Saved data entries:
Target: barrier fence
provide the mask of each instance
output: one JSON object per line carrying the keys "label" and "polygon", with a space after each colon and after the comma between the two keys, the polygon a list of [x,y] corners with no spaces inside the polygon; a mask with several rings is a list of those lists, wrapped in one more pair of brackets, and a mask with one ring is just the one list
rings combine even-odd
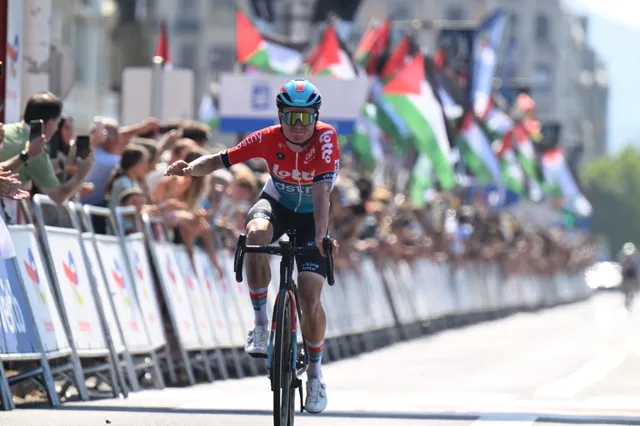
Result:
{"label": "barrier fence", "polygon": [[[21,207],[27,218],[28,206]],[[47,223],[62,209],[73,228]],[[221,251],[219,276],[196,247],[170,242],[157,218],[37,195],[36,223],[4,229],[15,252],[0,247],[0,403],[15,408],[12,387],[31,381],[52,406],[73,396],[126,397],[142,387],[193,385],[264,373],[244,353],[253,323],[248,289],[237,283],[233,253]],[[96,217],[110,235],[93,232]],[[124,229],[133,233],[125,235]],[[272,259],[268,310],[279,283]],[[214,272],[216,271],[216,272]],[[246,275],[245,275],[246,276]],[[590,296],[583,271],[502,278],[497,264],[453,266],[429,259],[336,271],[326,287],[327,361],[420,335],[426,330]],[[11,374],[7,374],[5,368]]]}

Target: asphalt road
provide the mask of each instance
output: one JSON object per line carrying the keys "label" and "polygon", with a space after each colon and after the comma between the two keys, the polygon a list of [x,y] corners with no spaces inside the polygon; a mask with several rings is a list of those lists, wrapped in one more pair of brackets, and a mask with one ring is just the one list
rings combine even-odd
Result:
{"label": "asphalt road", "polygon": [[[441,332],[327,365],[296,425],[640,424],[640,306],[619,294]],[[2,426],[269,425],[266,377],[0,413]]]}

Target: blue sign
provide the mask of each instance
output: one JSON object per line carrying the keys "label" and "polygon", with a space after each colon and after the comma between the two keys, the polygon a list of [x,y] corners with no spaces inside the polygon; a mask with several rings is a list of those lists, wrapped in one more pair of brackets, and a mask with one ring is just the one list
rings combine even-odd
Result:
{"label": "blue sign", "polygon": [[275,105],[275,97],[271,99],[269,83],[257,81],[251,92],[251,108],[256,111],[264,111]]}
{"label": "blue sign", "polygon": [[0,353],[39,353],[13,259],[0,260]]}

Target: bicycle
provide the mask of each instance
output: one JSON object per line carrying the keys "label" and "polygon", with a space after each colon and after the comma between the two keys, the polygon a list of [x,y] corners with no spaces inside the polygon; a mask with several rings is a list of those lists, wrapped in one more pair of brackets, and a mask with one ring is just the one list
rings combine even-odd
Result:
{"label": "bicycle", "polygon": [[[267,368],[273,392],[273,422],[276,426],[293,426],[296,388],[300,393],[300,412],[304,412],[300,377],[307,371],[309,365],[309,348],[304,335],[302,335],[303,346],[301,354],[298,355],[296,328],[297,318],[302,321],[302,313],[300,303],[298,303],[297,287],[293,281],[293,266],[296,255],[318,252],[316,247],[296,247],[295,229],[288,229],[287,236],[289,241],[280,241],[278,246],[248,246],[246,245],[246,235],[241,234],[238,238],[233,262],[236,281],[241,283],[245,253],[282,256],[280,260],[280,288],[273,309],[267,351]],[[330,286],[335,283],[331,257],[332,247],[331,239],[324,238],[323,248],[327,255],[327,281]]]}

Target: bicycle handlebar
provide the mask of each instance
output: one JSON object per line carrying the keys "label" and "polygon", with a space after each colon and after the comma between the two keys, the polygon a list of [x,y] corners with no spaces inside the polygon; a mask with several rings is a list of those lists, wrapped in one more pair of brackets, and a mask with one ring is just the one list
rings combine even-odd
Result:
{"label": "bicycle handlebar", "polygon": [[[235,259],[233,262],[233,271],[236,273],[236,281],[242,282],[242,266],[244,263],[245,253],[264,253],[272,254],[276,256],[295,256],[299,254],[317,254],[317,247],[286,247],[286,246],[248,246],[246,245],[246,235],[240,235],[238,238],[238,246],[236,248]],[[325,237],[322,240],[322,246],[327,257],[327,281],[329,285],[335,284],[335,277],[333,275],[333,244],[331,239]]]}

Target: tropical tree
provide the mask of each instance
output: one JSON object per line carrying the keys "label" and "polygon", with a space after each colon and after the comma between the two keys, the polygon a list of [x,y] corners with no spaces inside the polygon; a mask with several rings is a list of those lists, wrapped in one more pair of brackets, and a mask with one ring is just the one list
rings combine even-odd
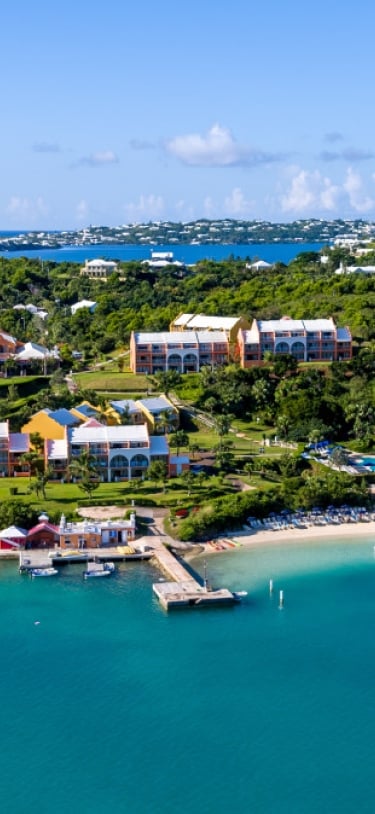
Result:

**PROBLEM TO SOLVE**.
Copy the data word for word, no pictures.

**EXPECTED ANSWER**.
Target: barrier fence
provide the mask of each instance
output: one JSON object per line carrying the keys "label" and "polygon", with a space after each colon and after the comma between the two keys, the polygon a list of [x,y] corners with no spaces inside the polygon; a mask with several rings is a list of those lists, wrapped in one more pair of brackets, and a mask with one ring is just the one list
rings combine even-odd
Result:
{"label": "barrier fence", "polygon": [[[21,207],[27,218],[28,206]],[[47,223],[62,209],[73,228]],[[221,251],[219,276],[196,247],[170,242],[157,218],[37,195],[36,223],[4,229],[15,252],[0,247],[0,403],[15,408],[12,387],[31,381],[52,406],[73,396],[126,397],[142,387],[193,385],[264,373],[244,353],[253,323],[248,289],[237,283],[233,253]],[[96,217],[110,235],[93,232]],[[124,229],[133,233],[125,235]],[[272,259],[268,310],[279,283]],[[214,272],[216,271],[216,272]],[[246,275],[245,275],[246,276]],[[590,296],[583,271],[502,278],[497,264],[453,266],[429,259],[336,271],[326,287],[327,361],[420,335],[426,330]],[[11,374],[7,374],[5,368]]]}

Target: asphalt road
provide the mask of each instance
output: one JSON object per line carrying the keys "label" and "polygon", with a space after each colon and after the comma between the two keys, the polygon a list of [x,y] corners with no spaces inside the polygon; a mask with several rings is a list of those lists, wrapped in one more pair of brackets, and a mask with one ring is just the one list
rings combine even-odd
Result:
{"label": "asphalt road", "polygon": [[[441,332],[327,365],[296,425],[640,424],[640,306],[619,294]],[[2,426],[269,425],[266,377],[0,413]]]}

Target: blue sign
provide the mask of each instance
output: one JSON object per line carrying the keys "label" and "polygon", with a space after each colon and after the comma between the two keys, the polygon a list of [x,y] corners with no spaces inside the polygon; a mask with several rings is a list of those lists, wrapped in one more pair of brackets, and a mask with one ring is just the one list
rings combine even-odd
Result:
{"label": "blue sign", "polygon": [[275,105],[275,97],[271,99],[269,83],[257,81],[251,92],[251,108],[256,111],[264,111]]}
{"label": "blue sign", "polygon": [[0,353],[39,353],[13,259],[0,260]]}

Target: bicycle
provide the mask of each instance
output: one JSON object per line carrying the keys "label" and "polygon", with a space after each colon and after the comma between the two keys, the polygon a list of [x,y] corners with no spaces inside the polygon; a mask with several rings is a list of those lists, wrapped in one more pair of brackets, and a mask with one ring is just the one list
rings combine even-odd
Result:
{"label": "bicycle", "polygon": [[[267,368],[273,392],[273,422],[276,426],[293,426],[296,388],[300,393],[300,412],[304,412],[300,377],[307,371],[309,365],[309,348],[304,335],[302,335],[303,346],[301,354],[298,355],[296,328],[297,318],[302,321],[302,313],[300,303],[298,303],[297,287],[293,281],[293,266],[296,255],[318,252],[316,247],[296,247],[295,229],[288,229],[287,236],[289,241],[280,241],[278,246],[248,246],[246,245],[246,235],[241,234],[238,238],[233,262],[236,281],[241,283],[245,253],[282,256],[280,260],[280,288],[273,309],[267,351]],[[330,286],[335,283],[331,257],[332,247],[331,239],[324,238],[323,248],[327,255],[327,281]]]}

Target: bicycle handlebar
provide the mask of each instance
output: one JSON object per line carrying the keys "label" and "polygon", with a space after each colon and after the comma between the two keys, the polygon a list of [x,y] corners with no spaces inside the polygon; a mask with several rings is a list of those lists, wrapped in one more pair of brackets, and a mask with one ring is just the one list
rings combine even-odd
Result:
{"label": "bicycle handlebar", "polygon": [[[235,259],[233,262],[233,271],[236,273],[236,281],[242,282],[242,266],[244,263],[245,253],[264,253],[272,254],[276,256],[295,256],[299,254],[317,254],[317,247],[286,247],[286,246],[248,246],[246,245],[246,235],[240,235],[238,238],[238,246],[236,248]],[[325,237],[322,240],[322,246],[327,257],[327,281],[329,285],[335,284],[335,277],[333,275],[333,244],[331,239]]]}

Target: tropical tree
provide the mask of each instance
output: one JSON object per line carrying the keys "label" and "polygon", with a space after each colon and after the comma between the two keys, the polygon a list of [x,y] corners with no spaces inside the polygon; a mask with several rings is a list of those lists, wrapped in one more pair of brackets, and a mask with one ring is just the one list
rings combine even-odd
Result:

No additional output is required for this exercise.